Set exercise
Please copy out every one of the items below word for word, leaving the pictures out of your answer.

Data for processing
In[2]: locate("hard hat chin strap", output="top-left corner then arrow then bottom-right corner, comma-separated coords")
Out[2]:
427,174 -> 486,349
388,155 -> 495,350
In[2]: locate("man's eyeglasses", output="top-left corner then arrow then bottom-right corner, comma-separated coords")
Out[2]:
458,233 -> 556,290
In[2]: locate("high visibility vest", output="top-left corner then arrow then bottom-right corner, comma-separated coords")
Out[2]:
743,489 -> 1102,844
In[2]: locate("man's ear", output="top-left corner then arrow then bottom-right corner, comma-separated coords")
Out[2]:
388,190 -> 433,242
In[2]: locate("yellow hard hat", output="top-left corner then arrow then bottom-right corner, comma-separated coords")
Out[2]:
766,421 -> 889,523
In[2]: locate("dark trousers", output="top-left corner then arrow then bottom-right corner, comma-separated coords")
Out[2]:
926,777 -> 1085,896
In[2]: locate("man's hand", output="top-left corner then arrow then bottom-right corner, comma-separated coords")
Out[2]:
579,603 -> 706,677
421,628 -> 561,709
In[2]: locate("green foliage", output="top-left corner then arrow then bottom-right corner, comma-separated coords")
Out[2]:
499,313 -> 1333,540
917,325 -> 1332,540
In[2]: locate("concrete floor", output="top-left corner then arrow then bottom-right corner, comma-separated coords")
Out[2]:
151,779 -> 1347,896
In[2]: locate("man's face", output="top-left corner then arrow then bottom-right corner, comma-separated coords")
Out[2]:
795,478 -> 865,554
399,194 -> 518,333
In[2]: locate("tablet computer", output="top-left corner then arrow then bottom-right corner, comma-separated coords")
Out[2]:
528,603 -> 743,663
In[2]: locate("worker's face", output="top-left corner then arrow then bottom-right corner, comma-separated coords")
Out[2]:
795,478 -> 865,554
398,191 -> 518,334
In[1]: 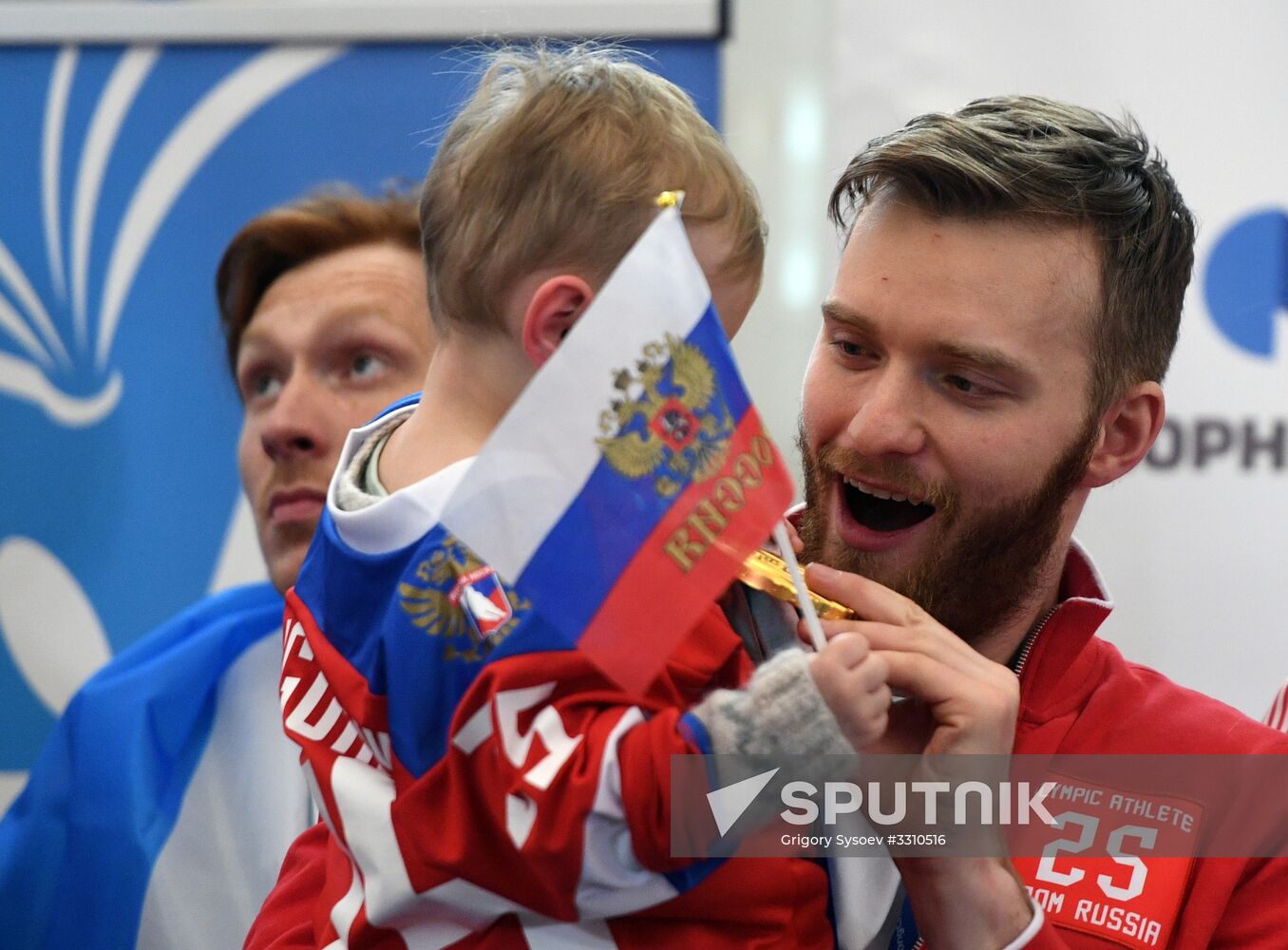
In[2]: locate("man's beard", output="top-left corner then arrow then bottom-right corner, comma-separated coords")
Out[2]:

Reply
In[2]: locate("hard hat chin strap", output="top-left corner then arrow then bottom-right corner, comma-separated coords")
Out[2]:
427,174 -> 486,349
388,155 -> 495,350
In[2]: locate("man's eyeglasses", output="top-left corner then arrow then bottom-right corner, comma-separated coords")
Out[2]:
458,233 -> 556,290
In[2]: locate("high visibility vest", output="top-left corner then arrow then bottom-right corner, comma-separated coords")
Out[2]:
743,489 -> 1102,844
In[2]: locate("man's ear", output="top-left corner then arrow then bottom-right corner, comma-separated coords")
Out[2]:
388,190 -> 433,242
In[2]: locate("yellow hard hat", output="top-left corner then arrow then bottom-right corner, comma-separated coords")
Out[2]:
766,421 -> 889,523
In[2]: locate("dark trousers", output="top-left corner then arrow then bottom-right corner, comma-separated coords")
Out[2]:
926,777 -> 1085,896
In[2]: locate("man's hand", output="top-left corner then arrow then bottom-right corner, comma-separated coords")
Out[2]:
579,603 -> 706,677
421,628 -> 561,709
In[2]: locate("green foliage", output="top-left corner then arrow then bottom-right corner, comma-separated coords")
Out[2]:
499,313 -> 1333,540
917,325 -> 1332,540
In[2]: locate("concrete floor", output="top-left corner then arrow then bottom-right corner, comma-separated coords")
Out[2]:
151,779 -> 1347,896
In[2]: locate("man's face", output="top-left corner then arrow then bottom-right corner, comma-separated coords")
Out[2]:
795,478 -> 865,554
399,194 -> 518,333
In[2]: locate("tablet computer", output="top-left corner then arrow then bottom-right corner, comma-separated coords")
Out[2]:
528,603 -> 743,663
In[2]: locate("worker's face", output="top-left corner then arrow then bottom-right corner, comma-separated coords")
Out[2]:
795,478 -> 865,554
398,191 -> 518,334
In[1]: 
In[2]: locate("man's beard", output="top-left corner then arrow then bottom-right corner, comma-separated coords")
Out[2]:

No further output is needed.